- _Provided passage_
These reservoirs produce from more than 30 MIDEQ reservoir designations, with names and abbreviations based upon geologic formation names and stratigraphic nomenclature (Table 1).1 2 The MIDEQ oil and gas database also lists more than 59,000 oil, gas, core, injection, and brine wells and/or deviated and horizontal well completions in Michigan.

Production database

In order to investigate the remaining potential of subsurface formations in Michigan, annual production data were methodically entered into spreadsheets from all the historical hard copy records published between 1934 and 1982 by the MIDEQ and its predecessors.

These spreadsheets were then combined into a standard query language database and merged with the 1982 to present MIDEQ online oil and gas information production database.3 4

Production volumes by formation from 1925 through 1933 were taken from summary tables presented in certain of the annual production reports. Associated gas volumes, however, are not available at this time during the early years of production for many Middle Devonian fields and reservoirs.

- _Written request 1_
List the kinds of wells that the passage on Michigan's oil and gas production database says the MIDEQ database contains.

- _The data_
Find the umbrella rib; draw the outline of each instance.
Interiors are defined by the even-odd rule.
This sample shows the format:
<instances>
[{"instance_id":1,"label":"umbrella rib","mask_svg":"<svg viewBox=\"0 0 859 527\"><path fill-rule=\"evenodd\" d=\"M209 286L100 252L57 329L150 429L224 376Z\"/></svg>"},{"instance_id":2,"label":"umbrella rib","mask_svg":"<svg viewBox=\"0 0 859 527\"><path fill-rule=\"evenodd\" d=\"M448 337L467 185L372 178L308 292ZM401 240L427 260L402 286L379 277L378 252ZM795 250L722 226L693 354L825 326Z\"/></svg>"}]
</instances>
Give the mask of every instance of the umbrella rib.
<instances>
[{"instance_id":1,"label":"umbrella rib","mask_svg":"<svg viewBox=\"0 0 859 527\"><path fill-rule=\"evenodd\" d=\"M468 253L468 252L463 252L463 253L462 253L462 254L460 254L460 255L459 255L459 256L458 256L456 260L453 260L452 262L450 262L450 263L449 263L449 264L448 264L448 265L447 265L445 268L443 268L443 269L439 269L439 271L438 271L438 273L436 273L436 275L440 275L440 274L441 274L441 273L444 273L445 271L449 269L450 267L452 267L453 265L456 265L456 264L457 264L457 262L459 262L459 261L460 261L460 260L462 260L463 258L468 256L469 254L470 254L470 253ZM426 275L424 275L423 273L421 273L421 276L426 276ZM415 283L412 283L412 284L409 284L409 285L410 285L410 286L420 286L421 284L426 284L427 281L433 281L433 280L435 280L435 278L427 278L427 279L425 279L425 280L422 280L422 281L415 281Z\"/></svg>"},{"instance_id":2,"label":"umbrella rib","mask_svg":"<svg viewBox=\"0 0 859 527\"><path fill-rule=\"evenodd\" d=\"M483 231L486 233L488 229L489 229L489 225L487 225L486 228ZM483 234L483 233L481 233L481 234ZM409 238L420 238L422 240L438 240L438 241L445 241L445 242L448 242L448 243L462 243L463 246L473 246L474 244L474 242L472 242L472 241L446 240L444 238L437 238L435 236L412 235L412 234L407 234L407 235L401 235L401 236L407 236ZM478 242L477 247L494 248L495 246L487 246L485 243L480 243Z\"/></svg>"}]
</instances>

- _Written request 2_
Put each line of the umbrella rib records into a JSON list of strings, one string per line, with blank lines omitted.

- _Expected answer 1_
oil, gas, core, injection, brine

- _Expected answer 2_
[
  "Find the umbrella rib; draw the outline of each instance.",
  "Interiors are defined by the even-odd rule.",
  "This sample shows the format:",
  "<instances>",
  "[{\"instance_id\":1,\"label\":\"umbrella rib\",\"mask_svg\":\"<svg viewBox=\\\"0 0 859 527\\\"><path fill-rule=\\\"evenodd\\\" d=\\\"M209 286L100 252L57 329L150 429L224 376Z\\\"/></svg>\"},{\"instance_id\":2,\"label\":\"umbrella rib\",\"mask_svg\":\"<svg viewBox=\\\"0 0 859 527\\\"><path fill-rule=\\\"evenodd\\\" d=\\\"M448 337L467 185L372 178L308 292ZM401 240L427 260L402 286L379 277L378 252ZM795 250L722 226L693 354L825 326Z\\\"/></svg>\"}]",
  "</instances>",
  "Give the mask of every instance of the umbrella rib.",
  "<instances>",
  "[{\"instance_id\":1,\"label\":\"umbrella rib\",\"mask_svg\":\"<svg viewBox=\\\"0 0 859 527\\\"><path fill-rule=\\\"evenodd\\\" d=\\\"M468 253L468 252L463 252L463 253L462 253L462 254L460 254L460 255L459 255L459 256L458 256L456 260L453 260L452 262L450 262L450 263L449 263L449 264L448 264L448 265L447 265L445 268L443 268L443 269L439 269L439 271L438 271L438 273L436 273L436 275L440 275L440 274L441 274L441 273L444 273L445 271L449 269L450 267L452 267L453 265L456 265L456 264L457 264L457 262L459 262L459 261L460 261L460 260L462 260L463 258L468 256L469 254L470 254L470 253ZM426 275L424 275L423 273L421 273L421 276L426 276ZM415 283L412 283L412 284L409 284L409 285L410 285L410 286L420 286L421 284L426 284L427 281L433 281L433 280L435 280L435 278L427 278L427 279L425 279L425 280L422 280L422 281L415 281Z\\\"/></svg>\"},{\"instance_id\":2,\"label\":\"umbrella rib\",\"mask_svg\":\"<svg viewBox=\\\"0 0 859 527\\\"><path fill-rule=\\\"evenodd\\\" d=\\\"M483 231L486 233L488 229L489 229L489 225L487 225L486 228ZM483 234L483 233L481 233L481 234ZM409 238L420 238L422 240L438 240L438 241L445 241L445 242L448 242L448 243L462 243L463 246L473 246L474 244L474 242L472 242L472 241L446 240L444 238L437 238L435 236L412 235L412 234L407 234L407 235L401 235L401 236L407 236ZM478 242L477 247L494 248L495 246L487 246L485 243L480 243Z\\\"/></svg>\"}]",
  "</instances>"
]